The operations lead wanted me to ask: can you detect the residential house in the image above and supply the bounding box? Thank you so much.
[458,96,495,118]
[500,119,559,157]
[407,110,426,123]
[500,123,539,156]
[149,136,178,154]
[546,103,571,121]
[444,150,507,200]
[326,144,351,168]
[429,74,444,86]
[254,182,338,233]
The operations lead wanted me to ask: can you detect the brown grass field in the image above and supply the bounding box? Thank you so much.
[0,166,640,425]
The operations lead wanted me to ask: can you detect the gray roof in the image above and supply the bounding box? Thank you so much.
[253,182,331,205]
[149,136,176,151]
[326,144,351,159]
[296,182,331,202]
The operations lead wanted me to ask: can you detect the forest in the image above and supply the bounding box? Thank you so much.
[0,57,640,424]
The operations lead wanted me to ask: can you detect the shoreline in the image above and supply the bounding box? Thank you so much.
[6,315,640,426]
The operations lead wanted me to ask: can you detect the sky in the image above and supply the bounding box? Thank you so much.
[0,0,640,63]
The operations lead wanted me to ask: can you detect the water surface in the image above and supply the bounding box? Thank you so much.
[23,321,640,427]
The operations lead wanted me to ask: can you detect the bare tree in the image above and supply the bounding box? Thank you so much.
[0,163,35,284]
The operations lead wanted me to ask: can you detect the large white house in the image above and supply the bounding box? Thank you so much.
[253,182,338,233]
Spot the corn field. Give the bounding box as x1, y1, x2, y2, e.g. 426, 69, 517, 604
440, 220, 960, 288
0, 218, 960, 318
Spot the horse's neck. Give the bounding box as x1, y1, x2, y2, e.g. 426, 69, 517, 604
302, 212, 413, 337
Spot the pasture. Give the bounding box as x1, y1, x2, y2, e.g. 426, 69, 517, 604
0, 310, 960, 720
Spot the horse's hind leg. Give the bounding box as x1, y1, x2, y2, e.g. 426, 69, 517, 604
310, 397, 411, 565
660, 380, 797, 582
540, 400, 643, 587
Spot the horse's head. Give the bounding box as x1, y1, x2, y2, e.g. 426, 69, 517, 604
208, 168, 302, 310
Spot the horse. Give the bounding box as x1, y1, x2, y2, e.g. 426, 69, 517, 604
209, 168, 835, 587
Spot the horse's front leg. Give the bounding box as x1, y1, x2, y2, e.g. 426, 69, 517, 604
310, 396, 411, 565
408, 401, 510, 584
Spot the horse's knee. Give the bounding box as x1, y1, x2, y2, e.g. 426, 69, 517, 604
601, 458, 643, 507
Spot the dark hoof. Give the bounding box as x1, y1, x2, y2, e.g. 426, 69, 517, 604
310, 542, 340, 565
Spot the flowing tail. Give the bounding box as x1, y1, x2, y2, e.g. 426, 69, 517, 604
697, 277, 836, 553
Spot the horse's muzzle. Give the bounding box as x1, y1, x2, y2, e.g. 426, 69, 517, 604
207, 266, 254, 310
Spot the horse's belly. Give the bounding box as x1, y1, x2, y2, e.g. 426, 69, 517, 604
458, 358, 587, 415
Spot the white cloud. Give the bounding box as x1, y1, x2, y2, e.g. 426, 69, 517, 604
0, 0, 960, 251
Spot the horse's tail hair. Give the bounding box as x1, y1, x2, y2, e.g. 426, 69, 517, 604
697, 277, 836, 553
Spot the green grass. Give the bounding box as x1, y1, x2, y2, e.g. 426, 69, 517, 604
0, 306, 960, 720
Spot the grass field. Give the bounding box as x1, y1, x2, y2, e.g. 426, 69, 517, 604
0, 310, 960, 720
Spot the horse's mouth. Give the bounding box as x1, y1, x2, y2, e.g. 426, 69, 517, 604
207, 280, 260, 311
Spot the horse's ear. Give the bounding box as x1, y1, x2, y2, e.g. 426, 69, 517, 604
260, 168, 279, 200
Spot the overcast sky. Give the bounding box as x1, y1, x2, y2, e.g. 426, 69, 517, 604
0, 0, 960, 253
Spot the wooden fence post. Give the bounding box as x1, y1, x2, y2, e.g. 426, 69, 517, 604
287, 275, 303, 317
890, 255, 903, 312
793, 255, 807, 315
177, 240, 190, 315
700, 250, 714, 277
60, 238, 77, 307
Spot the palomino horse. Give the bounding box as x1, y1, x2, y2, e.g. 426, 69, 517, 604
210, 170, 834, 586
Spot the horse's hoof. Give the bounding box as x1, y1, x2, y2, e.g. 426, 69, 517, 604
━━━━━━━━━━━━━━━━━━━━
Rescale the part of the listing between the lines holding "Spot the corn" and "310, 542, 340, 565", inclusive, writing out every line in that span with each bounding box coordinate multiplied by 0.2 and rounded to a whole number, halves rounded up. Leave every other line and all other text unchanged.

Spot the corn field. Give the bounding box as x1, y1, x2, y2, e.g. 426, 69, 517, 604
88, 44, 192, 58
0, 44, 192, 64
Spot the horse's neck. Give the bounding box as x1, y1, x2, y2, e.g. 426, 69, 517, 604
60, 42, 83, 67
Spot the pasture. Give the bounding box as x1, y1, x2, y2, e.g. 426, 69, 517, 604
0, 62, 192, 144
Spot the horse's hind leg. Give the bounding box as x1, y1, x2, y2, e.g. 426, 69, 517, 604
62, 79, 82, 113
132, 76, 159, 116
108, 80, 129, 117
Spot the horse's head. Give the bounding box as x1, y1, x2, y2, e.g. 426, 69, 517, 604
42, 34, 60, 62
Spot the horse. Give the bounding box as x1, y1, x2, y2, e.g. 426, 69, 517, 604
42, 34, 167, 117
Spot the horse's front leg. Give the bounding box as x1, y1, x2, y2, e.g. 426, 69, 517, 604
62, 79, 82, 113
82, 80, 102, 117
Spot the horse's knee. Give the bounding box as x1, y1, x2, y2, e.g. 426, 69, 517, 604
120, 92, 129, 101
Spot the dark hoof. Give the bounding box as x1, y1, x2, y2, e.g. 426, 69, 517, 604
62, 108, 68, 113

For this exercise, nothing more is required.